## PROVIDED ENTRIES:
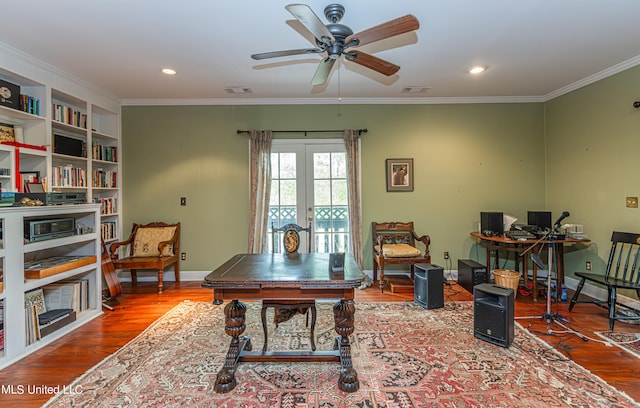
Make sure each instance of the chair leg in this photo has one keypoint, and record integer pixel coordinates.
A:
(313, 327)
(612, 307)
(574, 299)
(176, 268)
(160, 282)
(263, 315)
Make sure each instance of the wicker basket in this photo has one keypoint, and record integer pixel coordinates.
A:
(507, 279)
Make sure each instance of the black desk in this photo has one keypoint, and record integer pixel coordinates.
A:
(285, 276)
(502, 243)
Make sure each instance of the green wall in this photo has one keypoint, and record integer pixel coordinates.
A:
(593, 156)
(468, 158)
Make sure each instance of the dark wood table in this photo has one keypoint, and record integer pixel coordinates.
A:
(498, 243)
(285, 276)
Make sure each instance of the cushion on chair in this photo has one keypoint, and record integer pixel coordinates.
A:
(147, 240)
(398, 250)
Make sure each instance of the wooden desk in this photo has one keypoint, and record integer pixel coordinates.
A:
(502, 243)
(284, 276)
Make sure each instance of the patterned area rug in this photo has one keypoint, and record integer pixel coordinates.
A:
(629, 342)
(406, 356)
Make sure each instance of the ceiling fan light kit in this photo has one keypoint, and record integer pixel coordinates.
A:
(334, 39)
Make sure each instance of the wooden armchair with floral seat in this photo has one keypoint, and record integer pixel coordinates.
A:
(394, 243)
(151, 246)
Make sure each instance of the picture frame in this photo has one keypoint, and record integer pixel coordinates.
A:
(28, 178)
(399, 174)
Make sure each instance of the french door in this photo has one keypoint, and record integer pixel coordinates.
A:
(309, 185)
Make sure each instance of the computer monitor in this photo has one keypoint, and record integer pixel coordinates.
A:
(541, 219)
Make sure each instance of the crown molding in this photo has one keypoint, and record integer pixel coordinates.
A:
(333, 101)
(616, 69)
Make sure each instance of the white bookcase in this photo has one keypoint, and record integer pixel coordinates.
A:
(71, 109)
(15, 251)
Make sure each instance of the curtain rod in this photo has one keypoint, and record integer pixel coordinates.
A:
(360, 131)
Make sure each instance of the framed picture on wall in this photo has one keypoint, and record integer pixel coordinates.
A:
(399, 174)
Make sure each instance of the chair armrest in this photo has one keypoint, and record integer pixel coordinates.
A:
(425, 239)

* * *

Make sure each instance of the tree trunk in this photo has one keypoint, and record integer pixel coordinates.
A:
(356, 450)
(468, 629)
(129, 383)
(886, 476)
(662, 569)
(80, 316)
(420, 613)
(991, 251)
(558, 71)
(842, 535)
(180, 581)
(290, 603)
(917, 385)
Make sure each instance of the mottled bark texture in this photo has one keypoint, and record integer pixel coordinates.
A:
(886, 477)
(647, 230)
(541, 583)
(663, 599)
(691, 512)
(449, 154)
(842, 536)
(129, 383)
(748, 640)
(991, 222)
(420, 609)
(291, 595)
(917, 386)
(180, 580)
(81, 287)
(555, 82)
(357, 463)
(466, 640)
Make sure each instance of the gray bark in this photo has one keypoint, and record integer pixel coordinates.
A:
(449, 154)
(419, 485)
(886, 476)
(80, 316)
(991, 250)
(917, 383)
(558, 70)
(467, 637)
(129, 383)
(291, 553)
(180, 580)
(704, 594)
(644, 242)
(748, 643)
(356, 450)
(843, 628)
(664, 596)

## AIM OF THE TASK:
Pull out every line of the data above that contains the string "wall". Matching is case-sensitive.

## OUTPUT FOR THIS EXERCISE:
Make sure each instance of the green wall in this photo has one keypoint, and record integer pixel coordinates.
Make sure each instance of the framed picture on wall in this photo has one keypoint, and record integer pixel coordinates.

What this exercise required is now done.